Find the line that contains "Target: white sweater sleeve" and print it and every line after it, exactly, please.

┄┄┄┄┄┄

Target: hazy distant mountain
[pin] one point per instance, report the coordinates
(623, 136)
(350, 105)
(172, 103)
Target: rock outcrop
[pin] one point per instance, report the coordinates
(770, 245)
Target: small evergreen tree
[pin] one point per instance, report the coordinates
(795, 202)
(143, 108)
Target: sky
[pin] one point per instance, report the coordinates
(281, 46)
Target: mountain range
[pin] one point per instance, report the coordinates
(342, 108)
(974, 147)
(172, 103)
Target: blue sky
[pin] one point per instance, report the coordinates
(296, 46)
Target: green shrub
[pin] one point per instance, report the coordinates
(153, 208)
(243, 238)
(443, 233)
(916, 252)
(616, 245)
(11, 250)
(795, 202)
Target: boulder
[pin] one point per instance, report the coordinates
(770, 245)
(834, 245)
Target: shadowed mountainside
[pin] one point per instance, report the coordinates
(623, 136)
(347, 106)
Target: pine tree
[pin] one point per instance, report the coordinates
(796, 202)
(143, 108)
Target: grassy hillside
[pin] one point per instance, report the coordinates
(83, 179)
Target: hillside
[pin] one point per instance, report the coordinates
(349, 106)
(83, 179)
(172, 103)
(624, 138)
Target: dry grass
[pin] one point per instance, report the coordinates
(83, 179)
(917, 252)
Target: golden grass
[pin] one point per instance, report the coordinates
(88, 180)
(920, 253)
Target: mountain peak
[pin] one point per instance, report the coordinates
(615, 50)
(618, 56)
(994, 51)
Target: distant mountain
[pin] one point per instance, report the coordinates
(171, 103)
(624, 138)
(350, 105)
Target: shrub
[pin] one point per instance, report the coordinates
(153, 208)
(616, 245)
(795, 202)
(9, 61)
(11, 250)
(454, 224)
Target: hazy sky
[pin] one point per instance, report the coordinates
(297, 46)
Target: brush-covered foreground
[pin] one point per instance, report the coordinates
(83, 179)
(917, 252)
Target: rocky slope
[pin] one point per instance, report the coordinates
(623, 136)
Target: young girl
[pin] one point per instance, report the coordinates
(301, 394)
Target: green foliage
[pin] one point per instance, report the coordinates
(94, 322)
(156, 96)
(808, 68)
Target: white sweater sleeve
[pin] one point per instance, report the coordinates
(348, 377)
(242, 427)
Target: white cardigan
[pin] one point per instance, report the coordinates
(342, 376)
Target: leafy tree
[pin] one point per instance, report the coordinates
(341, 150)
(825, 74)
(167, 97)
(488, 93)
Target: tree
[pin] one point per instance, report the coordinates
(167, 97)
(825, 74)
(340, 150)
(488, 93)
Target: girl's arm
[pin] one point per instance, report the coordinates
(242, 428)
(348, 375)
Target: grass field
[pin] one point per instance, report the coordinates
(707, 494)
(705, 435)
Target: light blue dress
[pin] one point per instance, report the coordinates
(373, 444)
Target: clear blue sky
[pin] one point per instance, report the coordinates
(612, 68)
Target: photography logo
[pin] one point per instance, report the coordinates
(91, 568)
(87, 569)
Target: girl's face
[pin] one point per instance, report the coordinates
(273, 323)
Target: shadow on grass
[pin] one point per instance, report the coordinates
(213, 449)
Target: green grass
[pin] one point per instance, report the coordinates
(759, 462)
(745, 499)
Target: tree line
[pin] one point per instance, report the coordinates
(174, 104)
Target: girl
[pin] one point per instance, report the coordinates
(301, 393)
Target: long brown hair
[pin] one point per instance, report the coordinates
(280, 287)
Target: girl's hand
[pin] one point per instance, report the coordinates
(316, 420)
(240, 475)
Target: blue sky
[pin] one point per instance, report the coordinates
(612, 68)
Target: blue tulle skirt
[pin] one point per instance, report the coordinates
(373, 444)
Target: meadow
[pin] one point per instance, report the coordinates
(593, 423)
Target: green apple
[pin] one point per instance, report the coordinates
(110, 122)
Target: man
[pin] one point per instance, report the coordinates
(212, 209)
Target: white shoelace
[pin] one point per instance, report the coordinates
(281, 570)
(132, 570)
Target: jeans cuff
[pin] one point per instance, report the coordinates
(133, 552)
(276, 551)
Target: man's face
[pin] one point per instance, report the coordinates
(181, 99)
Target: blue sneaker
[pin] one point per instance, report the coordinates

┄┄┄┄┄┄

▶ FINISHED ANSWER
Target: white sweater sleeve
[pin] one point per instance, report the coordinates
(348, 377)
(242, 427)
Target: white cardigan
[pin] one point per instance, report the coordinates
(342, 376)
Target: leafy tree
[pin] one point per instance, report the coordinates
(341, 150)
(825, 74)
(167, 97)
(488, 93)
Target: tree
[pin] one point per instance, report the coordinates
(167, 97)
(825, 74)
(340, 150)
(488, 93)
Target: girl's arm
[pin] one point per instance, report the coordinates
(242, 428)
(348, 375)
Target: grass field
[pin] one point per instance, report the coordinates
(707, 494)
(705, 435)
Target: light blue dress
[pin] one point per instance, report the coordinates
(373, 444)
Target: clear blue sky
[pin] one point per instance, report the coordinates
(612, 68)
Target: photography logo
[pin] one point per instance, report the coordinates
(91, 568)
(87, 569)
Target: girl's face
[pin] one point per instance, report the coordinates
(273, 323)
Target: shadow on grass
[pin] one point per instance, report the coordinates
(213, 449)
Target: green grass
[pin] one point per instance, report the coordinates
(759, 462)
(745, 499)
Target: tree line
[pin] one point per instance, report the coordinates
(174, 104)
Target: girl
[pin] one point per instance, report the coordinates
(301, 393)
Target: long brown hair
[pin] one point per instance, report the coordinates
(280, 287)
Target: girl's hand
[pin] one point per instance, report the coordinates
(316, 420)
(240, 475)
Target: blue sky
[pin] one point per instance, report the coordinates
(612, 68)
Target: blue tulle skirt
[pin] one point per instance, report the coordinates
(373, 444)
Target: meadow
[pin] one point per instance, report the coordinates
(593, 423)
Target: green apple
[pin] one point per instance, report the coordinates
(110, 122)
Target: man
[pin] one point per instance, report the coordinates
(212, 209)
Target: white shoelace
[pin] one point per instance, report the coordinates
(281, 570)
(132, 570)
Target: jeans cuff
[pin] one point per instance, report the coordinates
(133, 552)
(276, 551)
Target: man's face
[pin] one point per instance, report the coordinates
(181, 99)
Target: blue sneaker
[pin] one point per instance, report the coordinates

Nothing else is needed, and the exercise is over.